━━ Dataset records ━━
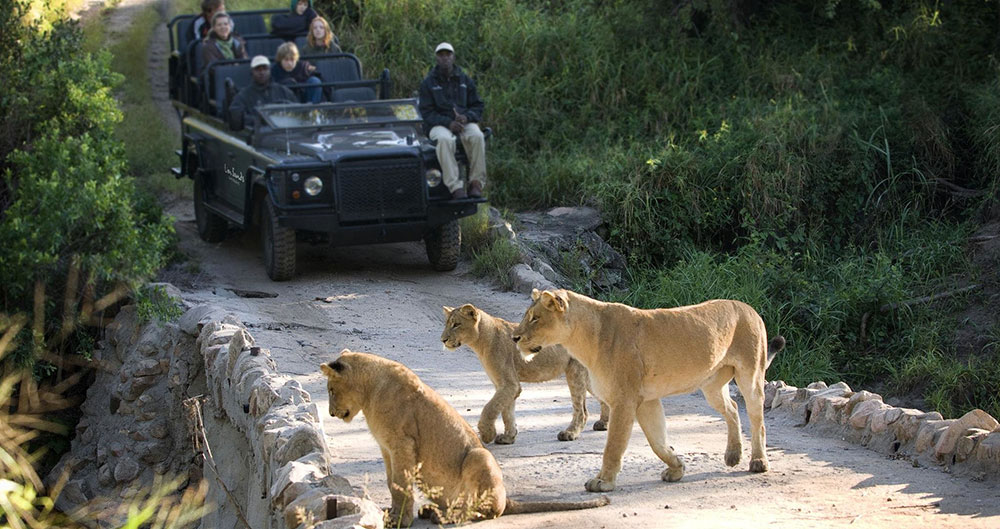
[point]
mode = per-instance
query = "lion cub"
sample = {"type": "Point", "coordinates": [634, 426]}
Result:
{"type": "Point", "coordinates": [489, 337]}
{"type": "Point", "coordinates": [417, 429]}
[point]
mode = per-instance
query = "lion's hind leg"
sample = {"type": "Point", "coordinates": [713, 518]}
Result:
{"type": "Point", "coordinates": [481, 489]}
{"type": "Point", "coordinates": [716, 391]}
{"type": "Point", "coordinates": [654, 425]}
{"type": "Point", "coordinates": [751, 384]}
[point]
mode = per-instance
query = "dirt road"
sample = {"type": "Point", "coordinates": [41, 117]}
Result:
{"type": "Point", "coordinates": [387, 300]}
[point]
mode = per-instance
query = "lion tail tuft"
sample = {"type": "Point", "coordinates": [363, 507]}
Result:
{"type": "Point", "coordinates": [774, 347]}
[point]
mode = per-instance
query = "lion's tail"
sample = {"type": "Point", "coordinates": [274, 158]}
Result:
{"type": "Point", "coordinates": [523, 507]}
{"type": "Point", "coordinates": [773, 348]}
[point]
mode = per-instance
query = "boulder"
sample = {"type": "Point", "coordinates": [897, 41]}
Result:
{"type": "Point", "coordinates": [974, 419]}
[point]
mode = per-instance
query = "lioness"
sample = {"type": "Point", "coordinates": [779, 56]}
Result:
{"type": "Point", "coordinates": [489, 338]}
{"type": "Point", "coordinates": [636, 356]}
{"type": "Point", "coordinates": [417, 429]}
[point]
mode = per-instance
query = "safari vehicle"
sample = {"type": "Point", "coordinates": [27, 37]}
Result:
{"type": "Point", "coordinates": [355, 170]}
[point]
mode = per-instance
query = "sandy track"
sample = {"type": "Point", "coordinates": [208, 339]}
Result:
{"type": "Point", "coordinates": [387, 300]}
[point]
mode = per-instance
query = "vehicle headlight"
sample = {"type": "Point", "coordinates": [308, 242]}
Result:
{"type": "Point", "coordinates": [433, 177]}
{"type": "Point", "coordinates": [313, 185]}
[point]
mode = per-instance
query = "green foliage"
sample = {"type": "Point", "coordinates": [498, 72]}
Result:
{"type": "Point", "coordinates": [70, 217]}
{"type": "Point", "coordinates": [153, 303]}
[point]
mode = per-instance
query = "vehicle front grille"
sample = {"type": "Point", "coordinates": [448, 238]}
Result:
{"type": "Point", "coordinates": [380, 189]}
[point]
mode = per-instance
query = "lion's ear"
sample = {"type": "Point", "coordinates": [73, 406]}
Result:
{"type": "Point", "coordinates": [553, 302]}
{"type": "Point", "coordinates": [327, 369]}
{"type": "Point", "coordinates": [334, 368]}
{"type": "Point", "coordinates": [469, 311]}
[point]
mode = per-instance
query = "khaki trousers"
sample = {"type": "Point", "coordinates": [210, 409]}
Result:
{"type": "Point", "coordinates": [475, 149]}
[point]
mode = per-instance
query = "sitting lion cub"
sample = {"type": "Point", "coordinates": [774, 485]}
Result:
{"type": "Point", "coordinates": [489, 338]}
{"type": "Point", "coordinates": [418, 431]}
{"type": "Point", "coordinates": [636, 356]}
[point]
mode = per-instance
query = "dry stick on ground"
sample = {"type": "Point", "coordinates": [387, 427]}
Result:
{"type": "Point", "coordinates": [199, 442]}
{"type": "Point", "coordinates": [910, 302]}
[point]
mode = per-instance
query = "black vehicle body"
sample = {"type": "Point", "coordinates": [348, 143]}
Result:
{"type": "Point", "coordinates": [356, 170]}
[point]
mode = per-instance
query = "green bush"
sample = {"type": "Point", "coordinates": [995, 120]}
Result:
{"type": "Point", "coordinates": [71, 220]}
{"type": "Point", "coordinates": [820, 160]}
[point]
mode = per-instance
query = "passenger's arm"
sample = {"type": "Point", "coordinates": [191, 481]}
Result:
{"type": "Point", "coordinates": [474, 110]}
{"type": "Point", "coordinates": [428, 110]}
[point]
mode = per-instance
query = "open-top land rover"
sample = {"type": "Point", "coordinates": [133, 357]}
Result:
{"type": "Point", "coordinates": [356, 169]}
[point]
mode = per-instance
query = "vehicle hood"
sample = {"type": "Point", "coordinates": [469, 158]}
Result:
{"type": "Point", "coordinates": [332, 144]}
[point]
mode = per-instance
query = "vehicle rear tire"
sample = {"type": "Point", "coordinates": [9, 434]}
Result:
{"type": "Point", "coordinates": [211, 227]}
{"type": "Point", "coordinates": [443, 246]}
{"type": "Point", "coordinates": [278, 244]}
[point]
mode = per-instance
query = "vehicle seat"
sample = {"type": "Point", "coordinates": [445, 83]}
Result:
{"type": "Point", "coordinates": [238, 70]}
{"type": "Point", "coordinates": [246, 24]}
{"type": "Point", "coordinates": [266, 45]}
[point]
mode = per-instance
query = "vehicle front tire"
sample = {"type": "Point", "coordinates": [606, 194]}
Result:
{"type": "Point", "coordinates": [443, 246]}
{"type": "Point", "coordinates": [278, 243]}
{"type": "Point", "coordinates": [211, 227]}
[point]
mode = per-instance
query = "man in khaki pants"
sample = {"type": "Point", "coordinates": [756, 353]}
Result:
{"type": "Point", "coordinates": [451, 109]}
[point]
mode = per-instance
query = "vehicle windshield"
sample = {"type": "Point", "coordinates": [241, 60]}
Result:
{"type": "Point", "coordinates": [339, 114]}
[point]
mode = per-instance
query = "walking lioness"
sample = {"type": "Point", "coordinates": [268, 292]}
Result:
{"type": "Point", "coordinates": [489, 337]}
{"type": "Point", "coordinates": [637, 356]}
{"type": "Point", "coordinates": [419, 432]}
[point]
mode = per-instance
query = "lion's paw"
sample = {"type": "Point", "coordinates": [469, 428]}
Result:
{"type": "Point", "coordinates": [733, 457]}
{"type": "Point", "coordinates": [487, 433]}
{"type": "Point", "coordinates": [567, 435]}
{"type": "Point", "coordinates": [758, 465]}
{"type": "Point", "coordinates": [599, 485]}
{"type": "Point", "coordinates": [506, 439]}
{"type": "Point", "coordinates": [672, 474]}
{"type": "Point", "coordinates": [400, 520]}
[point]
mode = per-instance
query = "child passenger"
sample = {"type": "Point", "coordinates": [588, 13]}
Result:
{"type": "Point", "coordinates": [320, 39]}
{"type": "Point", "coordinates": [291, 70]}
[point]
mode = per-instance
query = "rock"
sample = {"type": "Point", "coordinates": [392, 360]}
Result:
{"type": "Point", "coordinates": [858, 398]}
{"type": "Point", "coordinates": [195, 318]}
{"type": "Point", "coordinates": [881, 419]}
{"type": "Point", "coordinates": [297, 442]}
{"type": "Point", "coordinates": [968, 443]}
{"type": "Point", "coordinates": [525, 279]}
{"type": "Point", "coordinates": [770, 390]}
{"type": "Point", "coordinates": [989, 448]}
{"type": "Point", "coordinates": [863, 412]}
{"type": "Point", "coordinates": [126, 470]}
{"type": "Point", "coordinates": [137, 386]}
{"type": "Point", "coordinates": [105, 476]}
{"type": "Point", "coordinates": [315, 504]}
{"type": "Point", "coordinates": [974, 419]}
{"type": "Point", "coordinates": [147, 367]}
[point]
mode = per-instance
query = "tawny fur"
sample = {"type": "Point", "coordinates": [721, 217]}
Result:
{"type": "Point", "coordinates": [489, 337]}
{"type": "Point", "coordinates": [416, 428]}
{"type": "Point", "coordinates": [637, 356]}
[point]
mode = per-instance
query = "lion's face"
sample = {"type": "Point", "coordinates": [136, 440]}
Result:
{"type": "Point", "coordinates": [345, 395]}
{"type": "Point", "coordinates": [543, 323]}
{"type": "Point", "coordinates": [460, 326]}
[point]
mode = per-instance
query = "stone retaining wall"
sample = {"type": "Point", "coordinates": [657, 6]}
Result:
{"type": "Point", "coordinates": [288, 476]}
{"type": "Point", "coordinates": [969, 445]}
{"type": "Point", "coordinates": [271, 462]}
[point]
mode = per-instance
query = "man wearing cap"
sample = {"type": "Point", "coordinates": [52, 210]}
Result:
{"type": "Point", "coordinates": [451, 109]}
{"type": "Point", "coordinates": [260, 92]}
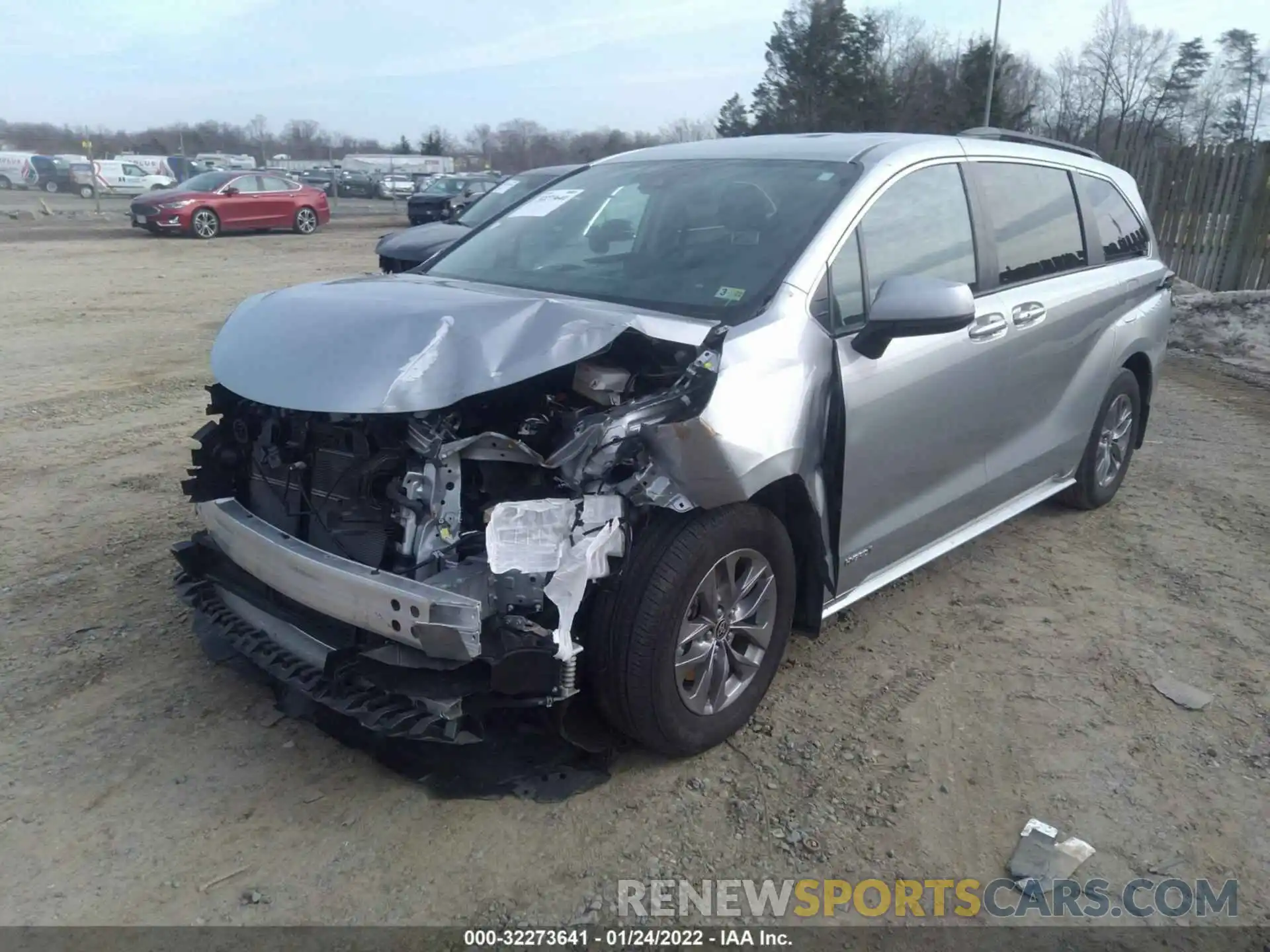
━━━
### Your instructions
Each line in the material above that mentions the word "front" must be copied.

### Task response
query = "vehicle front grille"
query = "vehicle front tire"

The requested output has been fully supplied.